» **Task details**
Copy out the entries below, starting at the line that contains "on the tree" and continuing through the last line, keeping every line unchanged.

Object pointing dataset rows
_ _ _ _ _ _ _

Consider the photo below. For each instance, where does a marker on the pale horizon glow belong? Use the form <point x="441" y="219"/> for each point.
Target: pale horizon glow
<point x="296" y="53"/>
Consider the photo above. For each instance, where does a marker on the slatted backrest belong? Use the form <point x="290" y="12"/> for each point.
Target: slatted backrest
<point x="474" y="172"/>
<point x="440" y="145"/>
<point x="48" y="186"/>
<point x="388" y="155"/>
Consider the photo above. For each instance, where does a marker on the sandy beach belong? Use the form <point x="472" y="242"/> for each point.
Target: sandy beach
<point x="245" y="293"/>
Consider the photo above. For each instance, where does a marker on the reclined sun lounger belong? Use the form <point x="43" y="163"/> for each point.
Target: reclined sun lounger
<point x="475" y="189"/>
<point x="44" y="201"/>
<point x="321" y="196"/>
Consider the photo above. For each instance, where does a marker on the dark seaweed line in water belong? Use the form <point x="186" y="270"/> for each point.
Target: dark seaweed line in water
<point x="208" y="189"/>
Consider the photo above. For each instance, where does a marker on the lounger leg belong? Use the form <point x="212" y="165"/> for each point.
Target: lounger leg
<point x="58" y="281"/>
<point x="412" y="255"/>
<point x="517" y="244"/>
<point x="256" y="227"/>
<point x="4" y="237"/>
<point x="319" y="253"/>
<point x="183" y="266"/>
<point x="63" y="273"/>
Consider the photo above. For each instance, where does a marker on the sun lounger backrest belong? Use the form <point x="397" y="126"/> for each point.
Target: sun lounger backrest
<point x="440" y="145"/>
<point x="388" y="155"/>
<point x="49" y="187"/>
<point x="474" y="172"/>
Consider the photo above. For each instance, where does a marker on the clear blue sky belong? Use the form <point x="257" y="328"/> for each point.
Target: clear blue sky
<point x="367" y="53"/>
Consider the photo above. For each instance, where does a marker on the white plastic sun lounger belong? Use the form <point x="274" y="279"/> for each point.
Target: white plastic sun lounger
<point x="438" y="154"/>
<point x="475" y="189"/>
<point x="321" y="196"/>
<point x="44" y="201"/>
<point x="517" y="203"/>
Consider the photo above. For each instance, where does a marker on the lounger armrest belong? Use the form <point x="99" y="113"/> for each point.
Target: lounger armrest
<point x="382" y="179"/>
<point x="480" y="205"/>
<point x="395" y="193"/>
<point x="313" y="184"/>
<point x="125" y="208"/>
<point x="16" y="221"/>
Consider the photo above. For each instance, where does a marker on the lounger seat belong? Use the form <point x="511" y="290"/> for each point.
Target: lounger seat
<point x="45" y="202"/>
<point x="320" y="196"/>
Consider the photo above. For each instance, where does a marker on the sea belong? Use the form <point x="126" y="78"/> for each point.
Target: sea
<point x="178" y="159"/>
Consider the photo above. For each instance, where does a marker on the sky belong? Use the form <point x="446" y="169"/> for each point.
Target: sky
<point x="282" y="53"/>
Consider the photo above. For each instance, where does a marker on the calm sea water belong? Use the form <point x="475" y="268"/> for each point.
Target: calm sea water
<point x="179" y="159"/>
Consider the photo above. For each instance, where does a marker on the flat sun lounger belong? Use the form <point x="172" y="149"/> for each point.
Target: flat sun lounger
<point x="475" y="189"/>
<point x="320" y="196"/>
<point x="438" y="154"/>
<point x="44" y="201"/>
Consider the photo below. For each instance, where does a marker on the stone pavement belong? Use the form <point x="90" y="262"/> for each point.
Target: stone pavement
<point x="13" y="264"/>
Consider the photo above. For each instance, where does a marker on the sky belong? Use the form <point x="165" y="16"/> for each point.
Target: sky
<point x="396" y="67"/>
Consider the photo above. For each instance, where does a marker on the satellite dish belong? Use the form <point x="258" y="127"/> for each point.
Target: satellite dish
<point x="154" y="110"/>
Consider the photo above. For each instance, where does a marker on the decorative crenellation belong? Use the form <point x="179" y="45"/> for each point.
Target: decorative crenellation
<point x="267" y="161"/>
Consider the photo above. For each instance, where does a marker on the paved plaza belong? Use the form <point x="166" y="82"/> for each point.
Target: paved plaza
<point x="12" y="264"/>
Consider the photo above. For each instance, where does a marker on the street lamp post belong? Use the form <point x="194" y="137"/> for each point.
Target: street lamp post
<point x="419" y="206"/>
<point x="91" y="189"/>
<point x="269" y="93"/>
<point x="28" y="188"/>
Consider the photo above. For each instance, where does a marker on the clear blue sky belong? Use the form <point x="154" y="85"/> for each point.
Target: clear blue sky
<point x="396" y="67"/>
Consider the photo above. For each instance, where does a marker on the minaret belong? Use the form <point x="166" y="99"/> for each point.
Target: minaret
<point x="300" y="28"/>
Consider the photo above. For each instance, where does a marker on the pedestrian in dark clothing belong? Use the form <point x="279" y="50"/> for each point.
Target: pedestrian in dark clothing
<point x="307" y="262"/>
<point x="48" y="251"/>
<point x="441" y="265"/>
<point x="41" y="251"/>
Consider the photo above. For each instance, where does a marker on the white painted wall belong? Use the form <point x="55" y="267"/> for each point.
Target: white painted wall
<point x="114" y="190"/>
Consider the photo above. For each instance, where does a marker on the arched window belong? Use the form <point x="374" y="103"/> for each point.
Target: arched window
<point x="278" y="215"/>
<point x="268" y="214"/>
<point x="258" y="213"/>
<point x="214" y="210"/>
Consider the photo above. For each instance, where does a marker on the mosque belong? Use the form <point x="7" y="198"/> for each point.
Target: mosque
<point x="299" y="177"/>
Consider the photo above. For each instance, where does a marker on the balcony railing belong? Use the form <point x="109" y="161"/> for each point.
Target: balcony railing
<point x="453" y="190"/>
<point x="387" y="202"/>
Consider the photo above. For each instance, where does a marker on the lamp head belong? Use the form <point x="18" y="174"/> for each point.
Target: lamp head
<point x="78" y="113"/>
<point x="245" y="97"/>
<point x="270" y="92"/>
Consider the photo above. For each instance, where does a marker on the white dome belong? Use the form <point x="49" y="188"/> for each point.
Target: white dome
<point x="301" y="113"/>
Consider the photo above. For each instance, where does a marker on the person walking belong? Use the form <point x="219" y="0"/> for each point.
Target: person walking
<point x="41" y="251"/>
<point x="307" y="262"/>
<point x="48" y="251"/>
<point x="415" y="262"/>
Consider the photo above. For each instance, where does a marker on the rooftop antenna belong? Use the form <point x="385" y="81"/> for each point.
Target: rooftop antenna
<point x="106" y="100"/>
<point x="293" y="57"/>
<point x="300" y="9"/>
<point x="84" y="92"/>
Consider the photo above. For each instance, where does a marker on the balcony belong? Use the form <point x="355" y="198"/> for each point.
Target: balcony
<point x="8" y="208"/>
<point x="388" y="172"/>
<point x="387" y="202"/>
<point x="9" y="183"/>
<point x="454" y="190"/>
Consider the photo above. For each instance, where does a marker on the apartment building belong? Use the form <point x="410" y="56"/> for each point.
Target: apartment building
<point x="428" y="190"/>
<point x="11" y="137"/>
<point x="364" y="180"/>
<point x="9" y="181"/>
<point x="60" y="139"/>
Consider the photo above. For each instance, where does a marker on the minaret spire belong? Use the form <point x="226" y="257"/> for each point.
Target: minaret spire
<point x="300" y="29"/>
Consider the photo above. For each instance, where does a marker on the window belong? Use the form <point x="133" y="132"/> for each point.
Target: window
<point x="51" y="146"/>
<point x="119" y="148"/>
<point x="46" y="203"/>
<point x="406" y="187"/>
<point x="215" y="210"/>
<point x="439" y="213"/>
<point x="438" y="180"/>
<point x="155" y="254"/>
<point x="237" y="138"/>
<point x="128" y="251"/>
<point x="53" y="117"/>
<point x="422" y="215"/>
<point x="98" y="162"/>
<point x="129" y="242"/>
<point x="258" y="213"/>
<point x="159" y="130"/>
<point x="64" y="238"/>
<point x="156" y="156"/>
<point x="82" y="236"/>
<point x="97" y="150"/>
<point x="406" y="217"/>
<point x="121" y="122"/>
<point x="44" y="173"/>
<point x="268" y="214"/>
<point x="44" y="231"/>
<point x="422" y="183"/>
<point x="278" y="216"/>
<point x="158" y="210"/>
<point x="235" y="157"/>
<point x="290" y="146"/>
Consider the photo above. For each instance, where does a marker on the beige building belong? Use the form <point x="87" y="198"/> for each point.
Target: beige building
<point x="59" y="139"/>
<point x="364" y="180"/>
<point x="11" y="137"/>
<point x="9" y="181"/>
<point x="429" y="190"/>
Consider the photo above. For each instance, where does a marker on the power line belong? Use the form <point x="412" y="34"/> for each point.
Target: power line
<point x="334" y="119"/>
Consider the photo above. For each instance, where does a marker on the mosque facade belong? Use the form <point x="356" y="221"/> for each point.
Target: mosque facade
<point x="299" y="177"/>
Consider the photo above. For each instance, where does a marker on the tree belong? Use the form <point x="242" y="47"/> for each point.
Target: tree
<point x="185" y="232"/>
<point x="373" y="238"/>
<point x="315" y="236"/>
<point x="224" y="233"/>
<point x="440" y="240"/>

_ _ _ _ _ _ _

» **Exercise result**
Consider the photo above. For each instance, where does a marker on the tree belong? Use the form <point x="242" y="47"/> for each point.
Target: tree
<point x="185" y="232"/>
<point x="373" y="238"/>
<point x="315" y="236"/>
<point x="224" y="233"/>
<point x="440" y="240"/>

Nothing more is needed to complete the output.